AT THE EULAR 2015 CONGRESS
ROME (FRONTLINE MEDICAL NEWS) – Patients with systemic sclerosis have a distinct colonic microbiota, compared with healthy individuals, which could contribute to their immune dysfunction and symptoms, according to a new study.
As with chronic inflammatory states such as inflammatory bowel disease, systemic sclerosis (SSc) patients had decreased commensal gut bacteria such as Bacteroides and Faecalibacterium, and increased pathogenic genera such as Enterobacteriales and Fusobacterium, in the cecum and sigmoid, compared with healthy controls.
In addition, SSc patients had increased sigmoid and cecum Bifidobacterium, which is typically found in lower abundance in inflammatory bowel disease. Additional taxa alterations also were observed. These differences had never been described in scleroderma before, according to lead study author Dr. Elizabeth Volkmann, a rheumatologist and clinical instructor at the University of California, Los Angeles.
“Gastrointestinal tract dysfunction affects 90% of systemic sclerosis patients and is a leading cause of morbidity and mortality in these patients,” Dr. Volkmann said in an interview. “Symptoms such as constipation and fecal incontinence are among the most disruptive physical problems for SSc patients, and we really don’t know the cause of them at this point.”

### TASK LIST
**a)** Summarize the article in two sentences.
**b)** List every bacterial group the article names.
**c)** Please quote the stretch of the article from "As with chronic" through "California, Los Angeles.", word for word.

### EXCERPTED DATA
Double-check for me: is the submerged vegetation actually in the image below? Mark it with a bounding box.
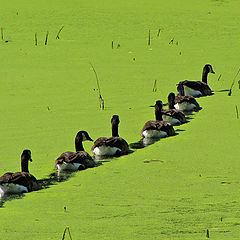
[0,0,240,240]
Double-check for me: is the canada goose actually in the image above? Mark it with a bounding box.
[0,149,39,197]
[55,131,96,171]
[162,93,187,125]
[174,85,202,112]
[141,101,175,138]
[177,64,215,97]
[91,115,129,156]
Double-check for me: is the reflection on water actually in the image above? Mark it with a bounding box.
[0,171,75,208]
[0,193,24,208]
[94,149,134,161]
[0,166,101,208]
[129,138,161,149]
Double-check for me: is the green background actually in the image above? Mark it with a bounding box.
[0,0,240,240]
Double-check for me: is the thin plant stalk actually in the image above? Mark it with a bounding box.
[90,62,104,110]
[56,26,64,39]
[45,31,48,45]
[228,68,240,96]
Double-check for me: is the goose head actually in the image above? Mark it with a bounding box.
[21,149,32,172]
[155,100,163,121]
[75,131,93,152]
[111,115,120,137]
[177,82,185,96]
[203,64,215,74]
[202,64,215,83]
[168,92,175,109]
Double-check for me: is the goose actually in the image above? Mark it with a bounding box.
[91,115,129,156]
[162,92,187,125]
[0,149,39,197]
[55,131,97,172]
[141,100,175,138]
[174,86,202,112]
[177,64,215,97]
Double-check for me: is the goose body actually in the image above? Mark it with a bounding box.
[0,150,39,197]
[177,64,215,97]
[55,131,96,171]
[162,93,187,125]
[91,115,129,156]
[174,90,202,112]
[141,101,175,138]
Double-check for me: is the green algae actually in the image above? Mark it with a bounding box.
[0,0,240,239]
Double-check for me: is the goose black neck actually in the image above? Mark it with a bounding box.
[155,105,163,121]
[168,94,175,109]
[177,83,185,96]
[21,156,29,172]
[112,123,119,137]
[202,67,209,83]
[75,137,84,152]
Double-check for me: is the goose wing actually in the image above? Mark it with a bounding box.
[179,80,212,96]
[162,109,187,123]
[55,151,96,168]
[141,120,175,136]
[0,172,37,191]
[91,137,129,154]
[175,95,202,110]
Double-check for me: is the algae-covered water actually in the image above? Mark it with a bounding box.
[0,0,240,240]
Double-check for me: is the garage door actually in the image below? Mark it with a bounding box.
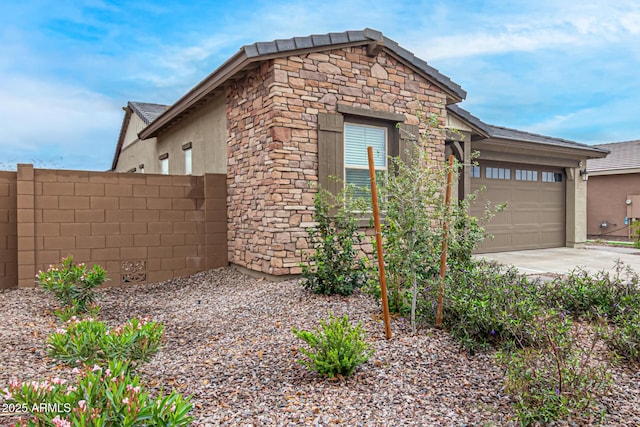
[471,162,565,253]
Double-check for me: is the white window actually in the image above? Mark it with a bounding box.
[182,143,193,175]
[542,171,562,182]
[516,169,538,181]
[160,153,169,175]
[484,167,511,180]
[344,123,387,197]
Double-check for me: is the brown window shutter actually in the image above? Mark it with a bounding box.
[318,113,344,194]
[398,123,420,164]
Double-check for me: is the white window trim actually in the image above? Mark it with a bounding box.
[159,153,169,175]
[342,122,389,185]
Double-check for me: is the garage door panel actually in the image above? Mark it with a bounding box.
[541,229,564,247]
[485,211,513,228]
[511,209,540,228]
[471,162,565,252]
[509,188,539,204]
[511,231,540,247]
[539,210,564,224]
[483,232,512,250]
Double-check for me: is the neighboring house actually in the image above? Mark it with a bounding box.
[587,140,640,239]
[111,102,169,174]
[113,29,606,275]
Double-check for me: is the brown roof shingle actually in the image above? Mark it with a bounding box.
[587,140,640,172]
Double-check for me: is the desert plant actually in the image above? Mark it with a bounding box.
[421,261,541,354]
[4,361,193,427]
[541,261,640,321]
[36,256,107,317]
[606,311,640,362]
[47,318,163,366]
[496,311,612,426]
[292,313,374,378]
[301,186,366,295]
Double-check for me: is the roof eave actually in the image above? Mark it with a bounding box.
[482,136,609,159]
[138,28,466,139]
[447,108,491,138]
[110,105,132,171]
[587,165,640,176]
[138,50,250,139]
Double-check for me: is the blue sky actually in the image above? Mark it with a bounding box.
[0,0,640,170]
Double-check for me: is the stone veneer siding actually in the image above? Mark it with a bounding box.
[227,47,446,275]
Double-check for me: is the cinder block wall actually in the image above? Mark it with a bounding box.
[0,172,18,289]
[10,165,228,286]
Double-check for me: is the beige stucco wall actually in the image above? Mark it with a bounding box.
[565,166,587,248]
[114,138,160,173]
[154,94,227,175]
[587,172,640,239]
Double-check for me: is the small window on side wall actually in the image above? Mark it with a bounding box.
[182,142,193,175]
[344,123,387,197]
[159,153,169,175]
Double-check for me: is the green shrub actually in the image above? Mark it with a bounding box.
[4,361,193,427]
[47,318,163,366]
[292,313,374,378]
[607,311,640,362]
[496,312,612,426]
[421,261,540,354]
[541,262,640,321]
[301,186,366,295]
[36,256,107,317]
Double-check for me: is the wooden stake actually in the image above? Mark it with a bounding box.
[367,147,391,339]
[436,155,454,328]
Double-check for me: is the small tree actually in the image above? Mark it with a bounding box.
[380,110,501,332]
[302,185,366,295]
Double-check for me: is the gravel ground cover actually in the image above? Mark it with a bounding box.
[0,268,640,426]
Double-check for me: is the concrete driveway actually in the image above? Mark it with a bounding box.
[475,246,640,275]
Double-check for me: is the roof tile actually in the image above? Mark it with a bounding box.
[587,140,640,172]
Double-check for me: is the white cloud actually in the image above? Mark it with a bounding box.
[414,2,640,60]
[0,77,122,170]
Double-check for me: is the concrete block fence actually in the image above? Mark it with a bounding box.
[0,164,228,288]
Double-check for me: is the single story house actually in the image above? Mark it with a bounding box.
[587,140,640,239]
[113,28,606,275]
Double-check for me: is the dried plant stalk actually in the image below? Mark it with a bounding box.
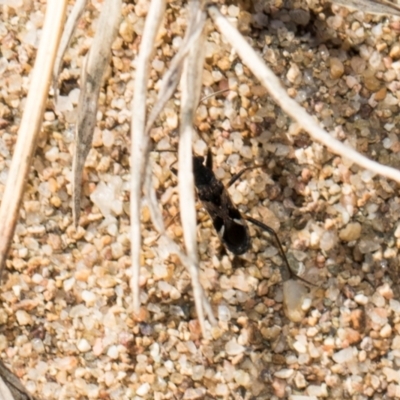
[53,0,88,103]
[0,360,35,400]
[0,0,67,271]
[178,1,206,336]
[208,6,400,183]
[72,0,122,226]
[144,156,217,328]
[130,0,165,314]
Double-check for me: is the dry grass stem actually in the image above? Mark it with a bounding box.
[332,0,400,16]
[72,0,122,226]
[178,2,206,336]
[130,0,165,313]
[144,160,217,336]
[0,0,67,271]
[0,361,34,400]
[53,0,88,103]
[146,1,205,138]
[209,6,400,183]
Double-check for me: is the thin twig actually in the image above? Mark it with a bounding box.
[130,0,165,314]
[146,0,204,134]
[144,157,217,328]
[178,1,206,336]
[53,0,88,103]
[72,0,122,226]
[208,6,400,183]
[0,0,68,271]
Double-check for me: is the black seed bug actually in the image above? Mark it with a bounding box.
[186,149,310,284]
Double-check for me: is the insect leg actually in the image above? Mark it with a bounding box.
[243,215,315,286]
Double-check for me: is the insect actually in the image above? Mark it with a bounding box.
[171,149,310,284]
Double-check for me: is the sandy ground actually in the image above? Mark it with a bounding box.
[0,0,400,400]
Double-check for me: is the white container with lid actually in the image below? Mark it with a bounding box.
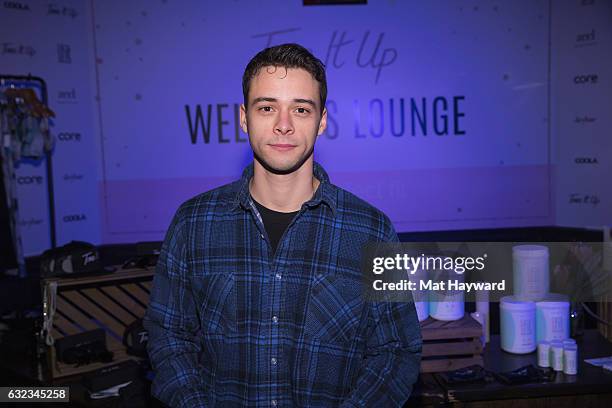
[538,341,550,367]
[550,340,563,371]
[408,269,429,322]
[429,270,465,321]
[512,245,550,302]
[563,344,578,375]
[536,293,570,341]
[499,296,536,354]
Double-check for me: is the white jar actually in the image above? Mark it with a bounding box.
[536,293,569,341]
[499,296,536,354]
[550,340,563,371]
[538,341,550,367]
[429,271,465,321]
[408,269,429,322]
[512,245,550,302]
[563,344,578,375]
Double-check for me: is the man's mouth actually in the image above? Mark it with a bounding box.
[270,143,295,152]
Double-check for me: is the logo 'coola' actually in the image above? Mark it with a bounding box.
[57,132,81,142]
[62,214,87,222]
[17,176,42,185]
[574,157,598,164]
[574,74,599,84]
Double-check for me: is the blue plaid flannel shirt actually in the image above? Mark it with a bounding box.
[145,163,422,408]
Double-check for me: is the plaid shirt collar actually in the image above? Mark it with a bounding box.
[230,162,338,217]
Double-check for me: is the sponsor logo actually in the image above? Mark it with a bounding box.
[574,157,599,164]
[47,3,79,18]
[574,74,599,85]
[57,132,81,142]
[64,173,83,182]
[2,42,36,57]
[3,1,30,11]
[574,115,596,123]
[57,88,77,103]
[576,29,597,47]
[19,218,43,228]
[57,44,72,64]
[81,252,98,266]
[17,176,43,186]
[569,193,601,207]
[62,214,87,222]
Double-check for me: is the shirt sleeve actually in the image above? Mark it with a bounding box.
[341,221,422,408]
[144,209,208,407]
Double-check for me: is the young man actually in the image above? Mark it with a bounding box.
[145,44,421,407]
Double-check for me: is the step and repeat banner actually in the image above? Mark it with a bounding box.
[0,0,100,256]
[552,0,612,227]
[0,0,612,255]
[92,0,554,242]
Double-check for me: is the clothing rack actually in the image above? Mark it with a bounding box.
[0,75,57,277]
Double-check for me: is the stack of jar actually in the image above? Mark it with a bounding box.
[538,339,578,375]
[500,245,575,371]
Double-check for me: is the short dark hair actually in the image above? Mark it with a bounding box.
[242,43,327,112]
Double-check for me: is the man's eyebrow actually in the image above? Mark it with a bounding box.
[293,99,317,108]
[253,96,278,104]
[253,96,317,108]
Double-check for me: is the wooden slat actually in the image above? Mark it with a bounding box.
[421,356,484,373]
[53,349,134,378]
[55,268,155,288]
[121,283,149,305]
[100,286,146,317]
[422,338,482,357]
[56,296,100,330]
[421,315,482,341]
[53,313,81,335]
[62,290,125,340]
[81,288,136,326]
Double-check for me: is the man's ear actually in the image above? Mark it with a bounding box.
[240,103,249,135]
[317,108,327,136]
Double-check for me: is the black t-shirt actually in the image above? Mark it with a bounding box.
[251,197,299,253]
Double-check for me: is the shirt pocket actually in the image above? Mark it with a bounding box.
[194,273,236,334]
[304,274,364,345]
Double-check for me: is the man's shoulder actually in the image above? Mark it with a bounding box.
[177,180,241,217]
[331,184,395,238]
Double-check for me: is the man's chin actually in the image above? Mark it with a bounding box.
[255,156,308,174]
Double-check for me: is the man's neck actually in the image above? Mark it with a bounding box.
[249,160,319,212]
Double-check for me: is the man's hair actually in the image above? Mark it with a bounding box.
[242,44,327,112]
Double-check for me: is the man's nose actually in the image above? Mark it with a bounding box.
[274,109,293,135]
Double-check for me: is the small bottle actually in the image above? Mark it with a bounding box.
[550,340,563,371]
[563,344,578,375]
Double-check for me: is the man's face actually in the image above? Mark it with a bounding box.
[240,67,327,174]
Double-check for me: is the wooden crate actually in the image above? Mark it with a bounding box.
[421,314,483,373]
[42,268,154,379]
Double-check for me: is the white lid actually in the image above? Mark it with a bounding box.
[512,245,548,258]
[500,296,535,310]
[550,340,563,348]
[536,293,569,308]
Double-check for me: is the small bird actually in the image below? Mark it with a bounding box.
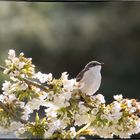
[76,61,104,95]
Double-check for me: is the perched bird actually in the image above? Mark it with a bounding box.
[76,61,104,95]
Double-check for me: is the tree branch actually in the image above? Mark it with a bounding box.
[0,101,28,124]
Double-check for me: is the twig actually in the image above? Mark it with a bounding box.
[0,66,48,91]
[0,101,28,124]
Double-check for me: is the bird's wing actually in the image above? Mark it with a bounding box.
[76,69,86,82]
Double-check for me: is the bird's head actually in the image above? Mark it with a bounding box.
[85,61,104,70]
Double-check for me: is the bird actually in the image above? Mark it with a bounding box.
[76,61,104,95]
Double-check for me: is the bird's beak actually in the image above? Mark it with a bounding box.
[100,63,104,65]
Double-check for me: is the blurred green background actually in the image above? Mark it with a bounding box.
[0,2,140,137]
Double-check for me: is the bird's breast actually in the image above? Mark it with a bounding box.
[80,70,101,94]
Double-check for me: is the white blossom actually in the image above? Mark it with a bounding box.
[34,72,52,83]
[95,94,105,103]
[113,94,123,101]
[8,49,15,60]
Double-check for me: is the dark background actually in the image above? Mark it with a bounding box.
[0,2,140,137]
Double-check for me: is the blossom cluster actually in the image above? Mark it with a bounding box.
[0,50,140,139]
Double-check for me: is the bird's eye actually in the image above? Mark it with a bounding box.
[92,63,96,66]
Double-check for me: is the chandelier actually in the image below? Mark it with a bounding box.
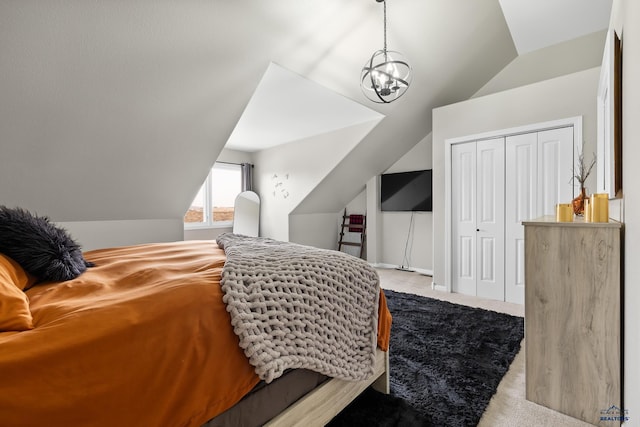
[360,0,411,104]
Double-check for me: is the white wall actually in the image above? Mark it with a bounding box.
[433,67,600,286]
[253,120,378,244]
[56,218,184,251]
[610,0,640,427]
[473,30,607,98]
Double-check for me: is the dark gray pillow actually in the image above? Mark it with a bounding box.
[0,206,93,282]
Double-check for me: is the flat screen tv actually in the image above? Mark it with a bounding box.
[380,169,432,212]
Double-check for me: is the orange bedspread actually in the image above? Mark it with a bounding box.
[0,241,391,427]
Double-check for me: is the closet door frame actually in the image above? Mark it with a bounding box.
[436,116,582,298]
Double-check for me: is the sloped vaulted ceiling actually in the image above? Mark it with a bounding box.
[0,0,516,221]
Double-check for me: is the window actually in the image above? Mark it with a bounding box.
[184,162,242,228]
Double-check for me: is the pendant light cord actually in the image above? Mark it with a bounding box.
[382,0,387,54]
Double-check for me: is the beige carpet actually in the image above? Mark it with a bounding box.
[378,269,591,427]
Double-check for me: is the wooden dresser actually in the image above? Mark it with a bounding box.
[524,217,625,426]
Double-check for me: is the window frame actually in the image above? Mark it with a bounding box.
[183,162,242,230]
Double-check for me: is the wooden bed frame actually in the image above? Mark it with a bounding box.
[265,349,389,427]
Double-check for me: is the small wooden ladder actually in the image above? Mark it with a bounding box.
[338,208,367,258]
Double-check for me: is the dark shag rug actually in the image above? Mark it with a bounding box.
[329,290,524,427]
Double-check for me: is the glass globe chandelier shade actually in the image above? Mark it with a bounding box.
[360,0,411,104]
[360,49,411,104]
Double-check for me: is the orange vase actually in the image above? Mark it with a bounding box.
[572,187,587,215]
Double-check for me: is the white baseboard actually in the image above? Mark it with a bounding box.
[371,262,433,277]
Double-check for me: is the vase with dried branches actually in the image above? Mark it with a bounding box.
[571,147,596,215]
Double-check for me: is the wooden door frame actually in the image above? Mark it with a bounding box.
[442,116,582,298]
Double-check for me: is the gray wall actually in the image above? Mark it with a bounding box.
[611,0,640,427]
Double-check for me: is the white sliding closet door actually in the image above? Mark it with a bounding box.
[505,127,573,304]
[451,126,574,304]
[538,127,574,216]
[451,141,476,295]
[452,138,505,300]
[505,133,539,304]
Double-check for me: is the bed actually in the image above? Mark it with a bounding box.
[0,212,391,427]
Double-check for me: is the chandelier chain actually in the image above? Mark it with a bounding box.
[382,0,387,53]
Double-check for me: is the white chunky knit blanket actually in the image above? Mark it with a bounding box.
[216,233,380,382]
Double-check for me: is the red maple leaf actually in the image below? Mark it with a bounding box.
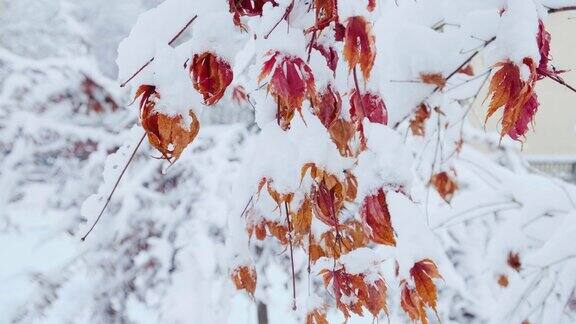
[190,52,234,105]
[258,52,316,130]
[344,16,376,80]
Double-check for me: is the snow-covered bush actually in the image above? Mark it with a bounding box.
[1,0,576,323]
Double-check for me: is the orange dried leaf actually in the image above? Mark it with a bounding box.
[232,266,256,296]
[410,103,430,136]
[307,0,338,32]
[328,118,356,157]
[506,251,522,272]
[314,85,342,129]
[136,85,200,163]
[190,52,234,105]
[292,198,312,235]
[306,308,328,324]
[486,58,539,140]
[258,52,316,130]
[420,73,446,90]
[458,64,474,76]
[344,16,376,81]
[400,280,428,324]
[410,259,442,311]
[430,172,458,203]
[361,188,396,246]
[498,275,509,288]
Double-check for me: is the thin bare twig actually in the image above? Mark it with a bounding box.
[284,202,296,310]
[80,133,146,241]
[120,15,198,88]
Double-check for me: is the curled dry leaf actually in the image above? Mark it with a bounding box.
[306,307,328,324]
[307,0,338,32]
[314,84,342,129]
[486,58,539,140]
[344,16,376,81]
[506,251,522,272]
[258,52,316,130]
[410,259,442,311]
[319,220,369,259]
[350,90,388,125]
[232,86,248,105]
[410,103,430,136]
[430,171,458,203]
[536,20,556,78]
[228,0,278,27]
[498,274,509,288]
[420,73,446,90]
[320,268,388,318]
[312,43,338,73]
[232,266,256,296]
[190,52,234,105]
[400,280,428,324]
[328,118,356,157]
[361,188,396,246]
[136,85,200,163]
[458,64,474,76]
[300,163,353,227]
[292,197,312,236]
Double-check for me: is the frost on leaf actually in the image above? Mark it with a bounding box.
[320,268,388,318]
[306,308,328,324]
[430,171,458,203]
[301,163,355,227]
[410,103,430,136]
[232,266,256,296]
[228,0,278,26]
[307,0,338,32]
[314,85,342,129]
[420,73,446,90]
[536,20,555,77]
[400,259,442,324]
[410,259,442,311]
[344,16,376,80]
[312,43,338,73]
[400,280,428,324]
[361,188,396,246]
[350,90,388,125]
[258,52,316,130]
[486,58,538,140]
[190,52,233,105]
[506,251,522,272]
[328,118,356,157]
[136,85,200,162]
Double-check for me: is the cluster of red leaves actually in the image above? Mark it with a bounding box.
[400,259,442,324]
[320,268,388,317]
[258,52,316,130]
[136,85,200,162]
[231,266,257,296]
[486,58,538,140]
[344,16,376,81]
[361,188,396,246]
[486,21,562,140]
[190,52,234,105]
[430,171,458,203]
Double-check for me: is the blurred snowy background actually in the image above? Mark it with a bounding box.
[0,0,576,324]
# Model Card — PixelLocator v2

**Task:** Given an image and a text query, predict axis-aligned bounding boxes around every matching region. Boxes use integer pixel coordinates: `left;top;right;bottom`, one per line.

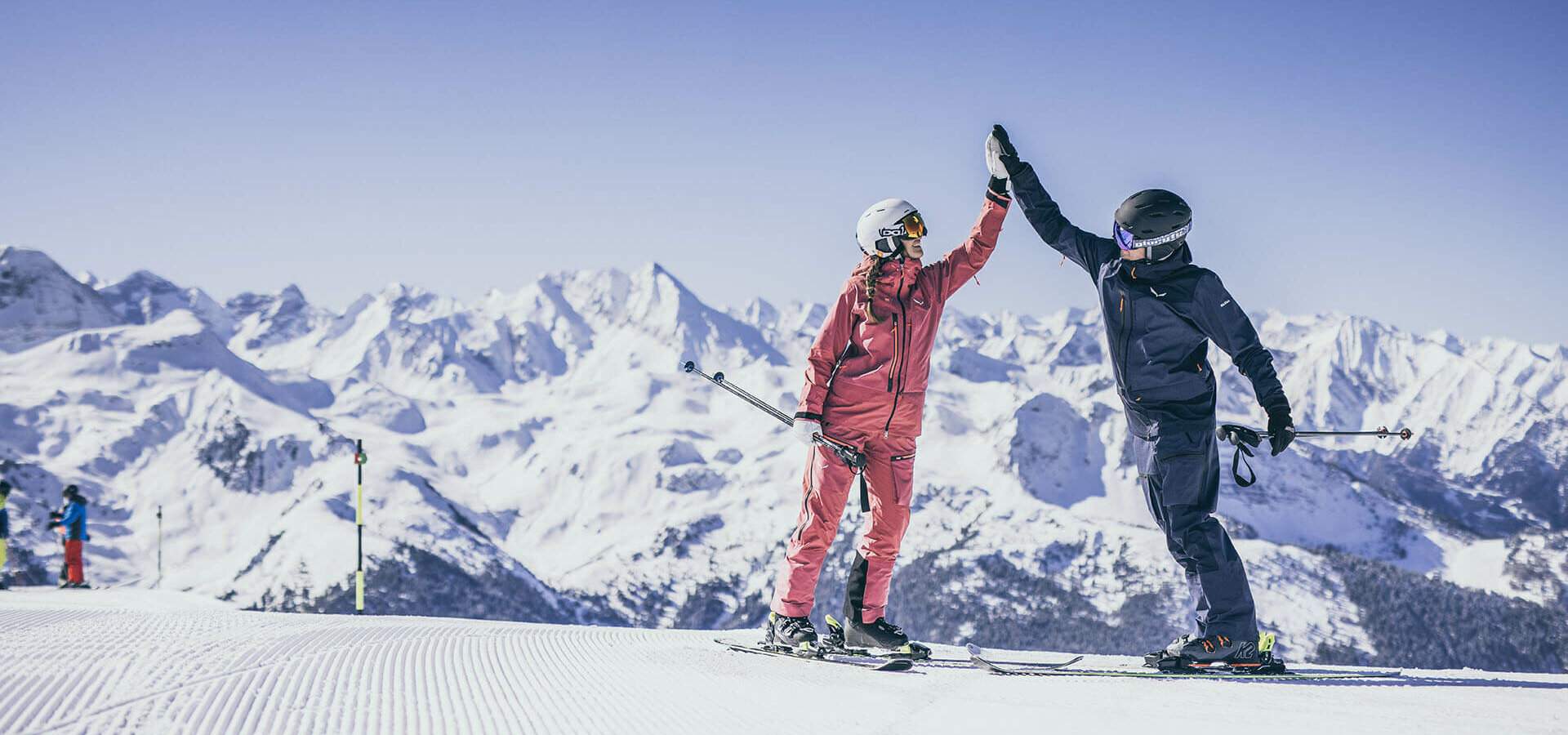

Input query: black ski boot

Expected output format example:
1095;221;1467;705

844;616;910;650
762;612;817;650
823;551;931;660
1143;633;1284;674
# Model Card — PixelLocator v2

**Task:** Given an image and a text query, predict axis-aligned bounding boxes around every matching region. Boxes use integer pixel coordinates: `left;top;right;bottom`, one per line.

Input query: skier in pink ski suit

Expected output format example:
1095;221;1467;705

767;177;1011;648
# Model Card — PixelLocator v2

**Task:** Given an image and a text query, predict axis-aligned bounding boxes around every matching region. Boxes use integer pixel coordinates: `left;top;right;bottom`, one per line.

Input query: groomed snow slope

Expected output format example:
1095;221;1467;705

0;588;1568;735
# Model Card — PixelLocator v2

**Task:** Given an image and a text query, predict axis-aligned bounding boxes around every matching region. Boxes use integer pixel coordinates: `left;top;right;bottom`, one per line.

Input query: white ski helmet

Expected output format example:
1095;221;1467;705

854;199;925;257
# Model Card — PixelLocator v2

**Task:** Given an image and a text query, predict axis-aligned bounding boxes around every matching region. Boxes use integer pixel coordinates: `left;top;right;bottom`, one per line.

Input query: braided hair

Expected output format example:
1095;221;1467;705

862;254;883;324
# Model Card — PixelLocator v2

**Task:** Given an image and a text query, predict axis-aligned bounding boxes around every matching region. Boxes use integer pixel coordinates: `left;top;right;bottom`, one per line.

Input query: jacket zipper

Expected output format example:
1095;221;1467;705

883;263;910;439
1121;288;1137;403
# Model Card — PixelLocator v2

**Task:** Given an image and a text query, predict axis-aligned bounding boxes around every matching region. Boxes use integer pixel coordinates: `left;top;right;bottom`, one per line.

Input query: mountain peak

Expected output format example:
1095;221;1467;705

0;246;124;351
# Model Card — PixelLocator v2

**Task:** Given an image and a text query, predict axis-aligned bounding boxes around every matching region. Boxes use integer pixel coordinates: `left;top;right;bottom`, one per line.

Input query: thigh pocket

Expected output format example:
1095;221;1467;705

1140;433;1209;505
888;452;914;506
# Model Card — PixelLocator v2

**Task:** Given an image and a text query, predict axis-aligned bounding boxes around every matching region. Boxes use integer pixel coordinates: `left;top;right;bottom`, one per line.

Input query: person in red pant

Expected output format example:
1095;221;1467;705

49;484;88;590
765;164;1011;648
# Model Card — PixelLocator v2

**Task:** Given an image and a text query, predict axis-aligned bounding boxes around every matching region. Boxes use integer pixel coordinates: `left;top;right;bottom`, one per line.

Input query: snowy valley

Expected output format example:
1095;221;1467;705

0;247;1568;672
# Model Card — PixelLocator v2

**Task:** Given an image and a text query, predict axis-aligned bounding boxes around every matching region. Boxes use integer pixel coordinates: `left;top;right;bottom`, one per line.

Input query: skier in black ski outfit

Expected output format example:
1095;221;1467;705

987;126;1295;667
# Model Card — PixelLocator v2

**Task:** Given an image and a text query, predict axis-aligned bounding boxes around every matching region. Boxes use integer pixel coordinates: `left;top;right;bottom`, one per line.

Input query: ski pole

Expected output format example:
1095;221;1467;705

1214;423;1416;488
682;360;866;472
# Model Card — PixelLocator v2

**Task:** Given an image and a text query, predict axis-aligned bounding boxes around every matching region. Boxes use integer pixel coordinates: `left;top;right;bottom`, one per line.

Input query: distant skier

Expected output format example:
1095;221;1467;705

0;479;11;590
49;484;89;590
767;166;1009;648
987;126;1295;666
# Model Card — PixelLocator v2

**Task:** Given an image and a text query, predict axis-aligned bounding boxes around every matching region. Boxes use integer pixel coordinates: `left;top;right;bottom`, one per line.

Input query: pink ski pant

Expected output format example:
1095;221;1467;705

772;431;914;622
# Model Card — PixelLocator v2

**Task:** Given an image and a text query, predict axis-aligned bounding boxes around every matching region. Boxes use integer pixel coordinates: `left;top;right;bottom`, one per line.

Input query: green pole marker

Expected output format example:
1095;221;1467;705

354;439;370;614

### ANSWERS PER TASK
**a)** Patients with systemic sclerosis have a distinct colonic microbiota compared with healthy controls: fewer commensal bacteria such as Bacteroides and Faecalibacterium, more pathogenic genera such as Enterobacteriales and Fusobacterium, and more Bifidobacterium in the cecum and sigmoid. According to lead study author Dr. Elizabeth Volkmann, these differences had never been described in scleroderma before, and gastrointestinal tract dysfunction affects 90% of systemic sclerosis patients and is a leading cause of morbidity and mortality in them.

**b)** Bacteroides, Faecalibacterium, Enterobacteriales, Fusobacterium, Bifidobacterium

**c)**
As with chronic inflammatory states such as inflammatory bowel disease, systemic sclerosis (SSc) patients had decreased commensal gut bacteria such as Bacteroides and Faecalibacterium, and increased pathogenic genera such as Enterobacteriales and Fusobacterium, in the cecum and sigmoid, compared with healthy controls.
In addition, SSc patients had increased sigmoid and cecum Bifidobacterium, which is typically found in lower abundance in inflammatory bowel disease. Additional taxa alterations also were observed. These differences had never been described in scleroderma before, according to lead study author Dr. Elizabeth Volkmann, a rheumatologist and clinical instructor at the University of California, Los Angeles.